### TASK TO CARRY OUT
Reproduce each of the rows below word for word, without the pictures.

### Stored rows
--- Begin ---

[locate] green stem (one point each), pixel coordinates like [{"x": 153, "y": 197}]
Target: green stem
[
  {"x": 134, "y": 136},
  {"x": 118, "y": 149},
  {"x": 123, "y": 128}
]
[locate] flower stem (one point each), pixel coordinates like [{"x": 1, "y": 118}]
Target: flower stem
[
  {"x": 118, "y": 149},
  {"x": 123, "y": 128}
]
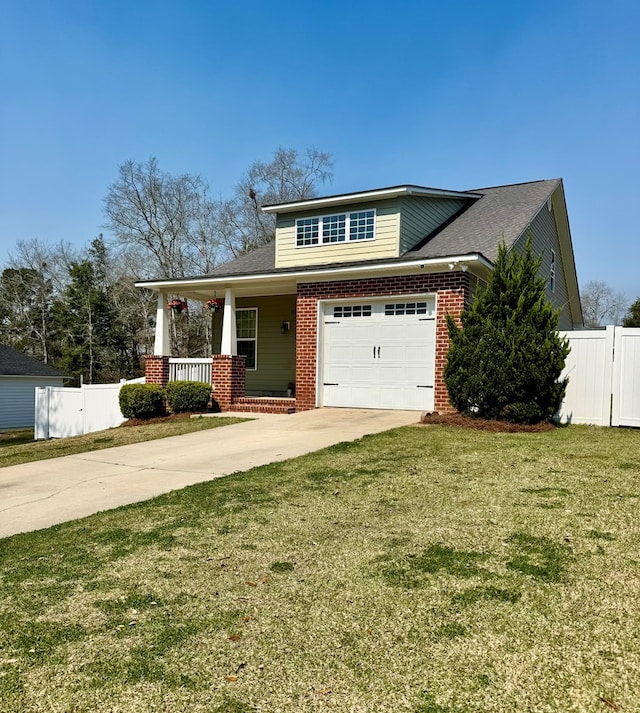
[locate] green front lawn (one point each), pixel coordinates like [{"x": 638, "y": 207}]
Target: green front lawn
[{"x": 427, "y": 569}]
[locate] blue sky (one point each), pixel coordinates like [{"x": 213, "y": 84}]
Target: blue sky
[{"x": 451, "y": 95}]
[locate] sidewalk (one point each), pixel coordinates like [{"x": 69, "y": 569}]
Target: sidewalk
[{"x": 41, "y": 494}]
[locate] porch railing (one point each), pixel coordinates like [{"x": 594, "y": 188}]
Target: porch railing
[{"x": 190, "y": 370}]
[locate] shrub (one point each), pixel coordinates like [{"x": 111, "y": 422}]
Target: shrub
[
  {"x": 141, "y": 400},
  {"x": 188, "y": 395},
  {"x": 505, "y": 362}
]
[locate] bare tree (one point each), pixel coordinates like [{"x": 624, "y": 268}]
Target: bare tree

--- End ---

### ANSWER FOR THIS EXERCISE
[locate] green stem (one point each), pixel coordinates like [{"x": 153, "y": 197}]
Target: green stem
[
  {"x": 134, "y": 136},
  {"x": 118, "y": 149},
  {"x": 123, "y": 128}
]
[locate] flower stem (one point each), pixel coordinates like [{"x": 1, "y": 118}]
Target: flower stem
[
  {"x": 118, "y": 149},
  {"x": 123, "y": 128}
]
[locate] green front lawn (one point each), pixel coordinates like [{"x": 638, "y": 207}]
Target: green front lawn
[{"x": 427, "y": 569}]
[locate] blue sky (one point each), pixel coordinates like [{"x": 213, "y": 84}]
Target: blue sky
[{"x": 451, "y": 95}]
[locate] sidewalk (one point each), pixel coordinates like [{"x": 69, "y": 569}]
Target: sidewalk
[{"x": 41, "y": 494}]
[locate] porch railing (one point each), pixel coordinates like [{"x": 594, "y": 188}]
Target: porch railing
[{"x": 190, "y": 370}]
[locate] shrub (one point each), pixel coordinates like [{"x": 111, "y": 422}]
Target: shrub
[
  {"x": 141, "y": 400},
  {"x": 188, "y": 395},
  {"x": 505, "y": 362}
]
[locate] bare tree (one point each), pixel coordinates like [{"x": 624, "y": 268}]
Target: bare tree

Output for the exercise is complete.